The Taoiseach's answers to Mr Michael Noonan's 34 questions throw little new light on the Government's proposals for an abortion referendum, which is to be accompanied by legislation. But they do highlight a high-wire act of political expediency. The potential for divergences and ambiguity which follows from the deliberate eschewing of legal definitions in the text would seem to suggest that one way or another this abortion regime will also end up in the courts.
For all of that, the Fine Gael party should be commended for raising pertinent questions about the complexity of the proposals before coming to a judgment on them; and likewise the Taoiseach and the Attorney General for being forthright in their answers. The Bill will be debated in the Dβil on Wednesday.
☆ ☆ ☆ ☆
▸ **Task set**
**A)** According to the editorial on the abortion referendum, how many questions did Mr Michael Noonan put to the Taoiseach?
**B)** List every person or office-holder mentioned in the editorial on the abortion referendum.
**C)** Set down word for word a passage from the editorial on the abortion referendum. Begin at the words "For all of that, the" and stop after "Dβil on Wednesday.".

▸ **Data provided**
☆ ☆ ☆ ☆
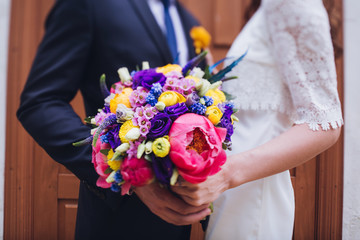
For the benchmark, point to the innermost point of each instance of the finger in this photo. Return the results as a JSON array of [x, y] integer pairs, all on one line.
[[180, 219], [182, 191], [180, 206]]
☆ ☆ ☆ ☆
▸ **Solution list**
**A)** 34

**B)**
- The Taoiseach
- Mr Michael Noonan
- The Attorney General

**C)**
For all of that, the Fine Gael party should be commended for raising pertinent questions about the complexity of the proposals before coming to a judgment on them; and likewise the Taoiseach and the Attorney General for being forthright in their answers. The Bill will be debated in the Dβil on Wednesday.